Aim of the exercise: Copy out every line below that contains the string "overcast".
━━━━
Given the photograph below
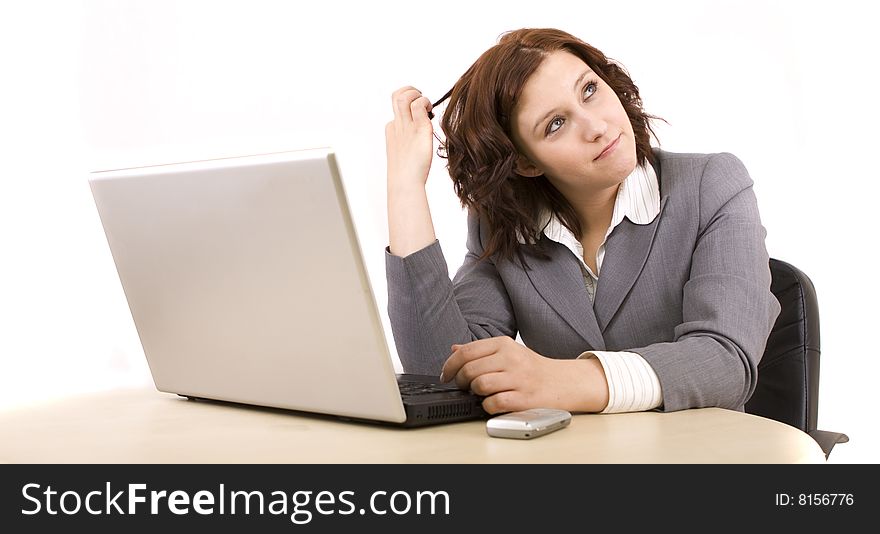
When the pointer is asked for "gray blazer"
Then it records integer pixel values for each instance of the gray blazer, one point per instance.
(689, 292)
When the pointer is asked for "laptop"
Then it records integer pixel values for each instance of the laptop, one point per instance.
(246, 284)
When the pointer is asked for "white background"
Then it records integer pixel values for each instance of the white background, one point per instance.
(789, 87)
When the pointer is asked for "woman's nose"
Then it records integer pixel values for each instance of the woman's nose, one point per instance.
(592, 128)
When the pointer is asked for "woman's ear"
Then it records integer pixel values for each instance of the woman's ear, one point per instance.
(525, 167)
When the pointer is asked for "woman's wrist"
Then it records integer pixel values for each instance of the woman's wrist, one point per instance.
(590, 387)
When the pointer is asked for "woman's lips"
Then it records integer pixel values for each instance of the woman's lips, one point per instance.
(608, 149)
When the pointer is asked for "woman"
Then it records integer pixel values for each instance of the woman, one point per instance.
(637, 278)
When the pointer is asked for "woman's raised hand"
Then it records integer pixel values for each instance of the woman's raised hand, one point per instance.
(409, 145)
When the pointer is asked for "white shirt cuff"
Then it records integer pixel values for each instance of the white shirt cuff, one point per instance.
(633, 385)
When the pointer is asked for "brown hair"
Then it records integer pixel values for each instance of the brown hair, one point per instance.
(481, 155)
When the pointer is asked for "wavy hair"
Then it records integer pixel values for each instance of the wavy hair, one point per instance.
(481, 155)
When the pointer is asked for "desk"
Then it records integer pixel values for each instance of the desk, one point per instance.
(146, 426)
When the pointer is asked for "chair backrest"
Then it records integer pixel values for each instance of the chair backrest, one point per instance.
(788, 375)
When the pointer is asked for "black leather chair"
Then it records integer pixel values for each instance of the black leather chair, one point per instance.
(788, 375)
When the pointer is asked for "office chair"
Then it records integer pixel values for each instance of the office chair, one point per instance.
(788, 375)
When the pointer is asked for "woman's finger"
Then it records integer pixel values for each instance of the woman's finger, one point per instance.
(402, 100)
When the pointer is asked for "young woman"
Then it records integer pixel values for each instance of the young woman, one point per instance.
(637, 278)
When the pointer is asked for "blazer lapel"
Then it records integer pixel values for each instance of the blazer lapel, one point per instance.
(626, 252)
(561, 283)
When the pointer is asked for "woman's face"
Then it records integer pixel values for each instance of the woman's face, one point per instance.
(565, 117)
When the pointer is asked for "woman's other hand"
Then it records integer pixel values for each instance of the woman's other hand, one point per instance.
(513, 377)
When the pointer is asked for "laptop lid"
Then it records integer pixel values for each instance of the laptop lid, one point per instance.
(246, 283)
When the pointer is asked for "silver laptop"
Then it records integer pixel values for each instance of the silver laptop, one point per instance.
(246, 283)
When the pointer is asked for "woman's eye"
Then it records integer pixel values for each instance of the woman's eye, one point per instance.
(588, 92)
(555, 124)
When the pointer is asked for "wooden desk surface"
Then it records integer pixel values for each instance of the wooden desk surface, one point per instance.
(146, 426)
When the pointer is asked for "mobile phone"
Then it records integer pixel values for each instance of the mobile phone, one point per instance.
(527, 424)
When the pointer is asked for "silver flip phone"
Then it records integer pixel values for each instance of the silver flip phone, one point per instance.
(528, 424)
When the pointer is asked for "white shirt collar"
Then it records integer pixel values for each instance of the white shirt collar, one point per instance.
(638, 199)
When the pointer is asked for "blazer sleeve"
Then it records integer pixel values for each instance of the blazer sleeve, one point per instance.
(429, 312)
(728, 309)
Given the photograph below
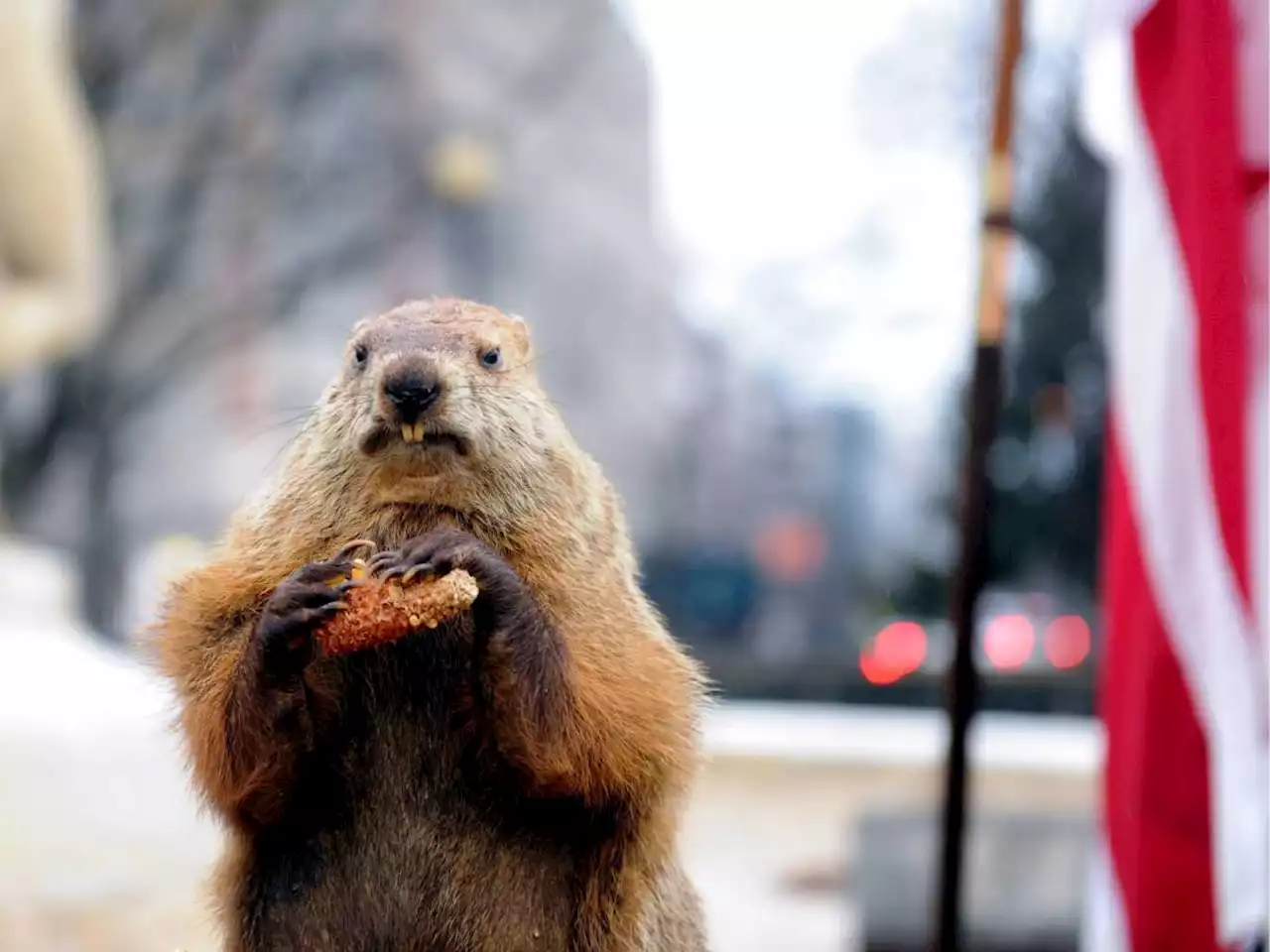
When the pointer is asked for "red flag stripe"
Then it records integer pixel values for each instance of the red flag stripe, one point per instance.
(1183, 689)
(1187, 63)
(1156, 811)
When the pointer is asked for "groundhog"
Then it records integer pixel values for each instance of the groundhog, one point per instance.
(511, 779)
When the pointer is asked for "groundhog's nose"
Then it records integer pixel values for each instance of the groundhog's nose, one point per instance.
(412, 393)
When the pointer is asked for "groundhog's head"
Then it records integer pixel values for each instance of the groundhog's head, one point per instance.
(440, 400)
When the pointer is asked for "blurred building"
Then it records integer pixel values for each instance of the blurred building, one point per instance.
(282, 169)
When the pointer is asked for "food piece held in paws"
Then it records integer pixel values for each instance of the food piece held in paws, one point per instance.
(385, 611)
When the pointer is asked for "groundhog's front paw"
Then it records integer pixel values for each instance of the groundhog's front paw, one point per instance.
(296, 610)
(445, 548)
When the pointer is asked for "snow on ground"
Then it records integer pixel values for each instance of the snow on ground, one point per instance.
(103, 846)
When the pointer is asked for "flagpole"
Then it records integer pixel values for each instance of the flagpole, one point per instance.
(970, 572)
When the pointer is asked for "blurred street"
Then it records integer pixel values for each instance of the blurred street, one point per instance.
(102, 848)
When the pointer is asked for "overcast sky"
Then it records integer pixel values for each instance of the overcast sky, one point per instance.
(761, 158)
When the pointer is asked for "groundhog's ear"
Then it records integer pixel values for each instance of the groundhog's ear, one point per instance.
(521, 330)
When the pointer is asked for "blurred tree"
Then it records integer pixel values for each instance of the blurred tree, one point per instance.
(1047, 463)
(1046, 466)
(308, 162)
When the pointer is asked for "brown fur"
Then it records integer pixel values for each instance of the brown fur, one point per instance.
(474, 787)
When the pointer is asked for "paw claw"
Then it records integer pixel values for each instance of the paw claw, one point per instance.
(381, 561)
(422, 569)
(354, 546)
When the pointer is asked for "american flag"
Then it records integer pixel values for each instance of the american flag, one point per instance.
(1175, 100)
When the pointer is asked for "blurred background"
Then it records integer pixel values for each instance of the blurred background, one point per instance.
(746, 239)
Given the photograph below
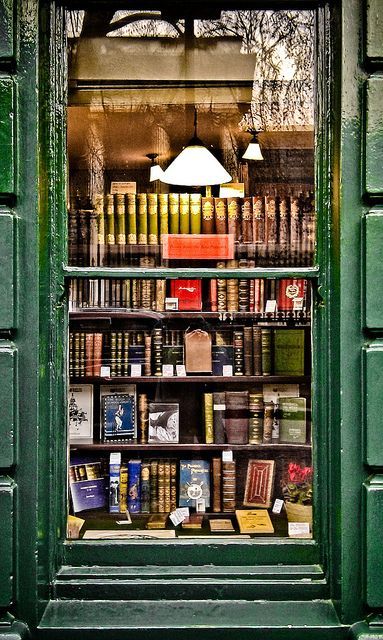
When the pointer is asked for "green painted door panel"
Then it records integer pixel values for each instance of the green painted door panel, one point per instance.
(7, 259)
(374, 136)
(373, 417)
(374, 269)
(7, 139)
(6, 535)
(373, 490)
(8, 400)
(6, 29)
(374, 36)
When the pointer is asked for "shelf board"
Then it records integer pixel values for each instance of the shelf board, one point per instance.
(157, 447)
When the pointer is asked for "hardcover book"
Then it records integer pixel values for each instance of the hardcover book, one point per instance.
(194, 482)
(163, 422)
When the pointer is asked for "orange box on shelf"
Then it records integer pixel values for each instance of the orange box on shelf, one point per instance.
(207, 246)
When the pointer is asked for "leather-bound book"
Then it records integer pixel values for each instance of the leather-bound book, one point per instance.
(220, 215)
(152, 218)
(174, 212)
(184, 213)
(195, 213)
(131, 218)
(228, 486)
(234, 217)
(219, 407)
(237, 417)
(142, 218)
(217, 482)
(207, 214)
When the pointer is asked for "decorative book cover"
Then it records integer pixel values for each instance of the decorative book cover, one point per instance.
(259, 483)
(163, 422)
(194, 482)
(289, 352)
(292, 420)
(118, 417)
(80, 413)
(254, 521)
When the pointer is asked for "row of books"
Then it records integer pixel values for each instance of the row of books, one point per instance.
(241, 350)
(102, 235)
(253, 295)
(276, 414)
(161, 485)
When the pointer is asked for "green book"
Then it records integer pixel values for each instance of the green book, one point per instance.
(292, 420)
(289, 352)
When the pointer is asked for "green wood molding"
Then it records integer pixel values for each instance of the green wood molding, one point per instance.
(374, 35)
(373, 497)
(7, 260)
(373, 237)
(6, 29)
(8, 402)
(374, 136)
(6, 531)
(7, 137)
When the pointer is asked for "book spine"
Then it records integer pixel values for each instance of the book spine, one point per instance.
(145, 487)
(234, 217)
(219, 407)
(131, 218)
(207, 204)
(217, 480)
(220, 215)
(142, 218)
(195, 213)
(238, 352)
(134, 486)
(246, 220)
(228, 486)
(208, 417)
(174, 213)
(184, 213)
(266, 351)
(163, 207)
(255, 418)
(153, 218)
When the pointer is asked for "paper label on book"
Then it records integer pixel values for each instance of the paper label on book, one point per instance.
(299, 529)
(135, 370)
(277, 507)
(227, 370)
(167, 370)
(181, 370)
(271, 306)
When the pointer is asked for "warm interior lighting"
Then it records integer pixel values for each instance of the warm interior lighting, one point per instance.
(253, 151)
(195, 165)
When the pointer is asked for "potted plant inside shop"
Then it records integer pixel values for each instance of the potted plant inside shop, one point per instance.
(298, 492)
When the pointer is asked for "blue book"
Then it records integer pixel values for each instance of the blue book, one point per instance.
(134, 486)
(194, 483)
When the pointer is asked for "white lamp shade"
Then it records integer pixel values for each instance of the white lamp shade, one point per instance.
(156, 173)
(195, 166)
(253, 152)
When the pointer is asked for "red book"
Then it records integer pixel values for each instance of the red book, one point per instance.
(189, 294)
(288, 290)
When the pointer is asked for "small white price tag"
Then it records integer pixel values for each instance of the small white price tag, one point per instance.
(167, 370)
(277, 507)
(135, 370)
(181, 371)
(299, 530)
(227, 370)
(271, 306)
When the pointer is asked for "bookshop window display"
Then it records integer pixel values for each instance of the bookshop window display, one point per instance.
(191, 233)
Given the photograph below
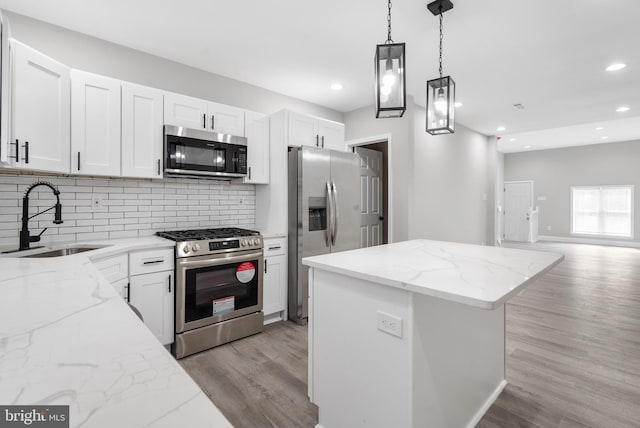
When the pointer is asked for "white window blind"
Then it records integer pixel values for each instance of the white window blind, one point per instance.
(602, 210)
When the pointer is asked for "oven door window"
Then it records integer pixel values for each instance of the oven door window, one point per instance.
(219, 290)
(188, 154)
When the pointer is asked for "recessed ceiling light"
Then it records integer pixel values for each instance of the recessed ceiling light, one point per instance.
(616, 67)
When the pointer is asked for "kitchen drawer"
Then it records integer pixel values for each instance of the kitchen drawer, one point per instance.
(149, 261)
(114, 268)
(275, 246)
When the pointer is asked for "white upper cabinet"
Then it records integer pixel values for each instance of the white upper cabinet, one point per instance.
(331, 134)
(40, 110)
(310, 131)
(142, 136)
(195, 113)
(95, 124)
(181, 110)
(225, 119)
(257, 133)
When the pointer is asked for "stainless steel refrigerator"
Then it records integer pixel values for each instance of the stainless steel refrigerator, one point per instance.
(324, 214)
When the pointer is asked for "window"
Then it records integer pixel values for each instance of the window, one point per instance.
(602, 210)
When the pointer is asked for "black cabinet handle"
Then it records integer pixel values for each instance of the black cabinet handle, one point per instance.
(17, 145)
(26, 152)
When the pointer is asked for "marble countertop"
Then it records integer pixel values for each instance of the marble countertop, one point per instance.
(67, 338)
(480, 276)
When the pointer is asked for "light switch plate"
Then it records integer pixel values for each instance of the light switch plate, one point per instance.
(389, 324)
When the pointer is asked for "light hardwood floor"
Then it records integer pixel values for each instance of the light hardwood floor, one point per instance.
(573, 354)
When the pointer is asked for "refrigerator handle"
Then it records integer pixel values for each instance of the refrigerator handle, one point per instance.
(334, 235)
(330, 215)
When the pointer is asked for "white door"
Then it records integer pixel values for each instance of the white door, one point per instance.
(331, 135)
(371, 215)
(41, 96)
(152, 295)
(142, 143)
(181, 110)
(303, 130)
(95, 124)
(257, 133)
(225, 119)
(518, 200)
━━━━
Full output:
When the pointer is asked for "overcast sky"
Then it records integer pixel values for each instance of the overcast sky, one point per instance.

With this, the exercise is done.